◆ **目的**
一覧の冒頭から「xmin=58 ymin=151 xmax=95 ymax=184」を含む行まで（両端を含む）を、列名を「本文」と「回答」とする2列のCSVに書き換えてください。本文とその回答の組ごとに一行とし、各値は改行を空白に置き換えたうえで、引用符で囲んだ一つのフィールドに収めてください。

◆ **保存済みの行**

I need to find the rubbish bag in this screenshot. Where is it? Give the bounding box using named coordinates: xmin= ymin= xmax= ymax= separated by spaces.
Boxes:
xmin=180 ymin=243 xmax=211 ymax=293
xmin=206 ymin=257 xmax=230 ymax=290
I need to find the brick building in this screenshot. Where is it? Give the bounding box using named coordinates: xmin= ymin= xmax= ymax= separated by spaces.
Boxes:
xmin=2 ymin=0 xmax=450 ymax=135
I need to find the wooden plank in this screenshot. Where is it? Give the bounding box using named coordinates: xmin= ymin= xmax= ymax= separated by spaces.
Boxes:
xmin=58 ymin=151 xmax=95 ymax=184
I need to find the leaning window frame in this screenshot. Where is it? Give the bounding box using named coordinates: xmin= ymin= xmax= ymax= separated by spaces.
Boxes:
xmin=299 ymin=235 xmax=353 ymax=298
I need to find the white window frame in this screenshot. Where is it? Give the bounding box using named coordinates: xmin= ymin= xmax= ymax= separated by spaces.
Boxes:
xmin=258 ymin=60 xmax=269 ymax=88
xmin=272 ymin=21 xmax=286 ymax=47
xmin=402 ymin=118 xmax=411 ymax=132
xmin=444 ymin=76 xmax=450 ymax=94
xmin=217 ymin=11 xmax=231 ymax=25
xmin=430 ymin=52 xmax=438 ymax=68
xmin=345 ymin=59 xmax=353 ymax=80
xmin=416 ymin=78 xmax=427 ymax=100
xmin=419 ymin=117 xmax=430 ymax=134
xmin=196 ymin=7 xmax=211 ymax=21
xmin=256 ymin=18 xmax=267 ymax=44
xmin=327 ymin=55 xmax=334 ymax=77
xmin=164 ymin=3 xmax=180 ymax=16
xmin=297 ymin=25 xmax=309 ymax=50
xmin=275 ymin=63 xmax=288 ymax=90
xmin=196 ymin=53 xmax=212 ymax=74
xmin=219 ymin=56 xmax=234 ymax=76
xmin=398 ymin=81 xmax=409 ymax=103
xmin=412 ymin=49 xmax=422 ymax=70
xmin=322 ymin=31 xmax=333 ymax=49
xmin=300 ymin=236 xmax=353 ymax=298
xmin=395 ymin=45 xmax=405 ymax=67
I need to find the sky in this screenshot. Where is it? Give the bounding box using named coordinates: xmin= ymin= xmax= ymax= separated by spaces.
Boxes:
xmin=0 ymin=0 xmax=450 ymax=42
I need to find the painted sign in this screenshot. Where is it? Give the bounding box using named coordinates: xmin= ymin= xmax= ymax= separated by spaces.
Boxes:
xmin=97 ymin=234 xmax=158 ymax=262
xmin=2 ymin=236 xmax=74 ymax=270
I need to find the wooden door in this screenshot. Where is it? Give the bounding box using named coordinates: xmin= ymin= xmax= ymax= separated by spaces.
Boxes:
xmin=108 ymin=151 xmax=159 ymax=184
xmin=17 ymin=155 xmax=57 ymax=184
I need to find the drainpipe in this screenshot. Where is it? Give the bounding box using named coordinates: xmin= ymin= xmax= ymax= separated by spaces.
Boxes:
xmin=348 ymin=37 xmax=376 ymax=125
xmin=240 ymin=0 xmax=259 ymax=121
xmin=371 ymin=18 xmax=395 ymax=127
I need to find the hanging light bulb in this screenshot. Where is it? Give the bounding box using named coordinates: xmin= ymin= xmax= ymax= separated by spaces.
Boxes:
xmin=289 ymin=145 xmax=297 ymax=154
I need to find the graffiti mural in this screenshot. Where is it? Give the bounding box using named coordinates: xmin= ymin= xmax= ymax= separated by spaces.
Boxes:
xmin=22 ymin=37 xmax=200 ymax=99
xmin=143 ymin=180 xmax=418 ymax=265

◆ **解答**
本文,回答
"I need to find the rubbish bag in this screenshot. Where is it? Give the bounding box using named coordinates: xmin= ymin= xmax= ymax= separated by spaces. Boxes:","xmin=180 ymin=243 xmax=211 ymax=293 xmin=206 ymin=257 xmax=230 ymax=290"
"I need to find the brick building in this screenshot. Where is it? Give the bounding box using named coordinates: xmin= ymin= xmax= ymax= separated by spaces. Boxes:","xmin=2 ymin=0 xmax=450 ymax=135"
"I need to find the wooden plank in this screenshot. Where is it? Give the bounding box using named coordinates: xmin= ymin= xmax= ymax= separated by spaces. Boxes:","xmin=58 ymin=151 xmax=95 ymax=184"